- [TASK TO COMPLETE]:
Continue the mailing-list thread about the vmalloc patch from the point where it ends.

- [DOCUMENT]:
Re: [PATCH 3/3] mm/vmalloc: correct a few logic error in __insert_vmap_area()

2016-09-20 Thread zijun_hu
Hi All,
please ignore this patch
as advised by Nicholas Piggin, i split this patch to smaller patches
and resend them in another mail thread

On 09/20/2016 02:02 PM, zijun_hu wrote:
> From: zijun_hu 
> 
> correct a few logic error in __insert_vmap_area() since the else if
> condition is always true and meaningless
> 
> avoid endless loop under [un]mapping improper ranges whose boundary
> are not aligned to page
> 
> correct lazy_max_pages() return value if the number of online cpus
> is power of 2
> 
> improve performance for pcpu_get_vm_areas() via optimizing vmap_areas
> overlay checking algorithm and finding near vmap_areas by list_head
> other than rbtree
> 
> simplify /proc/vmallocinfo implementation via seq_file helpers
> for list_head
> 
> Signed-off-by: zijun_hu 
> Signed-off-by: zijun_hu 
> ---
>  include/linux/list.h |  11 ++
>  mm/internal.h|   6 +++
>  mm/memblock.c|  10 +
>  mm/vmalloc.c | 104 
> +++
>  4 files changed, 74 insertions(+), 57 deletions(-)
> 
> diff --git a/include/linux/list.h b/include/linux/list.h
> index 5183138..23c3081 100644
> --- a/include/linux/list.h
> +++ b/include/linux/list.h
> @@ -181,6 +181,17 @@ static inline int list_is_last(const struct list_head 
> *list,
>  }
>  
>  /**
> + * list_is_first - tests whether @list is the first entry in list @head
> + * @list: the entry to test
> + * @head: the head of the list
> + */
> +static inline int list_is_first(const struct list_head *list,
> + const struct list_head *head)
> +{
> + return list->prev == head;
> +}
> +
> +/**
>   * list_empty - tests whether a list is empty
>   * @head: the list to test.
>   */
> diff --git a/mm/internal.h b/mm/internal.h
> index 1501304..abbff7c 100644
> --- a/mm/internal.h
> +++ b/mm/internal.h
> @@ -71,6 +71,12 @@ static inline void set_page_refcounted(struct page *page)
>   set_page_count(page, 1);
>  }
>  
> +/**
> + * check whether range [@s0, @e0) has intersection with [@s1, @e1)
> + */
> +#define is_range_overlay(s0, e0, s1, e1) \
> + (((s1) >= (e0) || (s0) >= (e1)) ? false : true)
> +
>  extern unsigned long highest_memmap_pfn;
>  
>  /*
> diff --git a/mm/memblock.c b/mm/memblock.c
> index 483197e..b4c7d7c 100644
> --- a/mm/memblock.c
> +++ b/mm/memblock.c
> @@ -85,20 +85,14 @@ static inline phys_addr_t memblock_cap_size(phys_addr_t 
> base, phys_addr_t *size)

- [GIVEN INFORMATION]:
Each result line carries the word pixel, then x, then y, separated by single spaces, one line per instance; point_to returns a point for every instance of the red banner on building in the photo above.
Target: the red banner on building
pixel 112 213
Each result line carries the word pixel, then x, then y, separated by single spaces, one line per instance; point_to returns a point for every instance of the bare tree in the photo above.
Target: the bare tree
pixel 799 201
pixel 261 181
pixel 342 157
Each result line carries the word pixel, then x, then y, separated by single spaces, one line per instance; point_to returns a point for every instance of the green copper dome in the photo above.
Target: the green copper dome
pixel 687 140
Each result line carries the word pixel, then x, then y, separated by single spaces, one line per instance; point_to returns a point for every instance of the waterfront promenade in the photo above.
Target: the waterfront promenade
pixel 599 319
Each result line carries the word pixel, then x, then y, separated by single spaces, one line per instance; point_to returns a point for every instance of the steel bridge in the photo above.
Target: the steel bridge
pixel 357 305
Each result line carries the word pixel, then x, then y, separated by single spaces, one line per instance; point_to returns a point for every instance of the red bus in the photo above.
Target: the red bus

- [TASK RESPONSE]:
>  /*
>   * Address comparison utilities
>   */
> -static unsigned long __init_memblock memblock_addrs_overlap(phys_addr_t 
> base1, phys_addr_t size1,
> -phys_addr_t base2, phys_addr_t size2)
> -{
> - return ((base1 < (base2 + size2)) && (base2 < (base1 + size1)));
> -}
> -
>  bool __init_memblock memblock_overlaps_region(struct memblock_type *type,
>   phys_addr_t base, phys_addr_t size)
>  {
>   unsigned long i;
>  
>   for (i = 0; i < type->cnt; i++)
> - if (memblock_addrs_overlap(base, size, type->regions[i].base,
> -type->regions[i].size))
> + if (is_range_overlay(base, base + size, type->regions[i].base,
> + type->regions[i].base + type->regions[i].size))
>   break;
>   return i < type->cnt;
>  }
> diff --git a/mm/vmalloc.c b/mm/vmalloc.c
> index 91f44e7..dc938f6 100644
> --- a/mm/vmalloc.c
> +++ b/mm/vmalloc.c
> @@ -67,7 +67,7 @@ static void vunmap_pte_range(pmd_t *pmd, unsigned long 
> addr, unsigned long end)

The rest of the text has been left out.